Exercise —
Find each line in the data below that contains the string "query", matching case, and copy those lines out.

Dataset records —
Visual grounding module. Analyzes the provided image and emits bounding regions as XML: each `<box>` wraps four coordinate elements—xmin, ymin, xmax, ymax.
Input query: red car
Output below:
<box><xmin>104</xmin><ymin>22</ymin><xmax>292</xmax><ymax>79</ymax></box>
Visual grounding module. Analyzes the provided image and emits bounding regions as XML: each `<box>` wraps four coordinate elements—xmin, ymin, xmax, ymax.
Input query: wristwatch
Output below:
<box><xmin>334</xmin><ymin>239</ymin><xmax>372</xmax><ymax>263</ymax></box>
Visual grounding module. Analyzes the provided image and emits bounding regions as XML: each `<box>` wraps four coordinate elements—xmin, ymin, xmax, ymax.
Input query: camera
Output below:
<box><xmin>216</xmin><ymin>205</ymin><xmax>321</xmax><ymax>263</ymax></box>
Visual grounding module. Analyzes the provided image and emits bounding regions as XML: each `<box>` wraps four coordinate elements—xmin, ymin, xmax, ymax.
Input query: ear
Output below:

Exercise solution —
Input query: red car
Input query: wristwatch
Input query: camera
Input query: ear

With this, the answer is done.